== Problem details ==
Copy down all of the data underneath, exactly as shown.

Collected data:
▼
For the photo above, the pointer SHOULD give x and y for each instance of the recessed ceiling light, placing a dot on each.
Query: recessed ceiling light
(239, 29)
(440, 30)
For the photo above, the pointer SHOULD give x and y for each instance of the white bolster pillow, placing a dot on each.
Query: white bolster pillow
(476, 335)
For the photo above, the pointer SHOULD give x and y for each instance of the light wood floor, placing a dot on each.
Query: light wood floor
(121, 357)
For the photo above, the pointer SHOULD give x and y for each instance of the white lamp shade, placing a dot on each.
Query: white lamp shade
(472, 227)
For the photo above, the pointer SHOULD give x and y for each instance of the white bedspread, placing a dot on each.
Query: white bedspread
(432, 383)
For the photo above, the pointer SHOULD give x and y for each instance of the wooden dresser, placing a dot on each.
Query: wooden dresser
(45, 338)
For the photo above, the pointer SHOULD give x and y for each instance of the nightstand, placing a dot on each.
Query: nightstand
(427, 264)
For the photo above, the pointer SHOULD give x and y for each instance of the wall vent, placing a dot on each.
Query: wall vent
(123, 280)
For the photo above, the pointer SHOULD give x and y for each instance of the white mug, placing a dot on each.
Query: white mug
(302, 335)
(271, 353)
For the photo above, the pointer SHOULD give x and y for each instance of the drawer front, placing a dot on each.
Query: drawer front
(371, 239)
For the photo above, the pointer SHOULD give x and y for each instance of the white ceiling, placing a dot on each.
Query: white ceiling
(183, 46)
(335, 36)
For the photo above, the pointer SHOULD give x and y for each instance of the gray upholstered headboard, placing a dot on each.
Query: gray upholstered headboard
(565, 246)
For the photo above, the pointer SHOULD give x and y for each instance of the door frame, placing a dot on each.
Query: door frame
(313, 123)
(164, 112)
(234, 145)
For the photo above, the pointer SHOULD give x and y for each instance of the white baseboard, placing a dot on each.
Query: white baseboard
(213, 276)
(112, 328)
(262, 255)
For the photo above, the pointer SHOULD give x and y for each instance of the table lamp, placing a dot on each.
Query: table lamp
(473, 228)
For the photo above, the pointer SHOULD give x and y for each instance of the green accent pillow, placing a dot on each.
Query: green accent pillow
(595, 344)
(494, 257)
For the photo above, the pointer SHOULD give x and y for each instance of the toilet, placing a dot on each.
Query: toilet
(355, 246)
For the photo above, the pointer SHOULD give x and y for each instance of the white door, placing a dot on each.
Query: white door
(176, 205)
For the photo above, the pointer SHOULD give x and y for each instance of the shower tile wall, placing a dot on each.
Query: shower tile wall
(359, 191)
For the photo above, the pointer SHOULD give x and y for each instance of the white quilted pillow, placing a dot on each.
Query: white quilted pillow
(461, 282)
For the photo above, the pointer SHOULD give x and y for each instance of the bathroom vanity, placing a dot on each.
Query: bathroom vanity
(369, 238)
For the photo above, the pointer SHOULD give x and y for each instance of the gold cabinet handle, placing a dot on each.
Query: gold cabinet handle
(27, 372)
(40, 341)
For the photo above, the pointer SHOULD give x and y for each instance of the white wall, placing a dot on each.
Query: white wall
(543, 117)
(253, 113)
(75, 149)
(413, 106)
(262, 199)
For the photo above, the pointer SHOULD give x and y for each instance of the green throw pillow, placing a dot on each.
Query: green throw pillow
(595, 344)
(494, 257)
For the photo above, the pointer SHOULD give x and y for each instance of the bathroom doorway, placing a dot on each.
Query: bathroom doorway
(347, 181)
▲
== Response ==
For the photo above, the pointer SHOULD give x and y for each instance of the recessed ceiling light, placing a dot on each.
Query: recessed ceiling light
(239, 29)
(440, 30)
For the photo above, the pointer SHOULD give x and y for each instance of the white bolster pillow, placing a dot on each.
Query: white bolster pillow
(476, 335)
For the photo above, the pointer SHOULD give x and y for each instance of the light wood floor, placing a dot on each.
Query: light wood floor
(121, 357)
For the photo above, the pointer SHOULD give x and y for each instance of the white lamp shade, placing a dot on each.
Query: white lamp shade
(472, 227)
For the photo above, the pointer SHOULD give x and y for each instance of the white bedspread, placing a dot on each.
Query: white bedspread
(432, 383)
For the photo above, the pointer SHOULD give x and y for each instance of the wooden dresser, placing a dot on each.
Query: wooden dresser
(45, 338)
For the photo above, the pointer SHOULD give x and y for each instance of the nightstand, placing a dot on each.
Query: nightstand
(427, 264)
For the photo above, the pointer SHOULD give x and y for each instance of the wall vent, placing a dot on each.
Query: wall vent
(123, 280)
For the photo above, the pointer SHOULD give x and y for each instance of the white mug, placing a dot on each.
Query: white mug
(302, 335)
(271, 353)
For the photo above, the pointer SHOULD give x and y for each instance of the drawer front, placing a dot on each.
Query: drawer front
(371, 239)
For the photo above, the pointer SHOULD give x and y for each instance of the white ceiling, placing a dot on each.
Query: white ceiling
(183, 46)
(335, 36)
For the photo above, the pointer SHOULD give x and y for each instance of the gray upholstered headboard, placing a dot on each.
Query: gray upholstered headboard
(565, 246)
For the photo above, the pointer SHOULD give x and y for each instance of the door frame, placing a dot on each.
Query: door frame
(313, 123)
(164, 112)
(234, 145)
For the photo above, the pointer SHOULD give x and y for each instance of the white baseboard, placing a dot on each.
Query: white baseboard
(213, 276)
(112, 328)
(262, 255)
For the photo above, the pointer SHOULD give x and y for each instance of the table lamp, placing a dot on each.
Query: table lamp
(473, 228)
For the photo above, the pointer SHOULD give x and y for each instance of the green accent pillow, placing a dot on each.
Query: green accent pillow
(595, 344)
(494, 257)
For the photo above, the pointer SHOULD give x and y for each instance of the toilet, placing a dot on each.
Query: toilet
(355, 246)
For the photo above, the pointer SHOULD give x and y for each instance of the white door, placing a dot on each.
Query: white door
(176, 205)
For the photo above, the pointer SHOULD give x and y for each instance of the shower tile wall, placing a dot on each.
Query: shower tile wall
(359, 191)
For the photo above, the pointer SHOULD give x and y for each instance of the white quilted pillow, placing a dot on each.
Query: white quilted pillow
(461, 282)
For the photo above, the pointer SHOULD give x and y for each instance of the bathroom vanity, placing a dot on each.
Query: bathroom vanity
(369, 238)
For the photo above, the pointer SHOULD give x and y for each instance of the gold cabinet handle, placing a dot on each.
Query: gold cabinet handle
(27, 372)
(40, 341)
For the photo above, the pointer SHOULD give x and y for each instance of the white wall, placing a dot on each.
Query: white wall
(543, 117)
(253, 113)
(75, 149)
(413, 106)
(262, 199)
For the photo above, the pointer SHOULD give x and y for each instance of the green throw pillow, placing a dot on each.
Query: green throw pillow
(595, 344)
(494, 257)
For the photo above, the pointer SHOULD give x and y for each instance of the bathroom doorway, placing a dot on each.
Query: bathroom doorway
(347, 181)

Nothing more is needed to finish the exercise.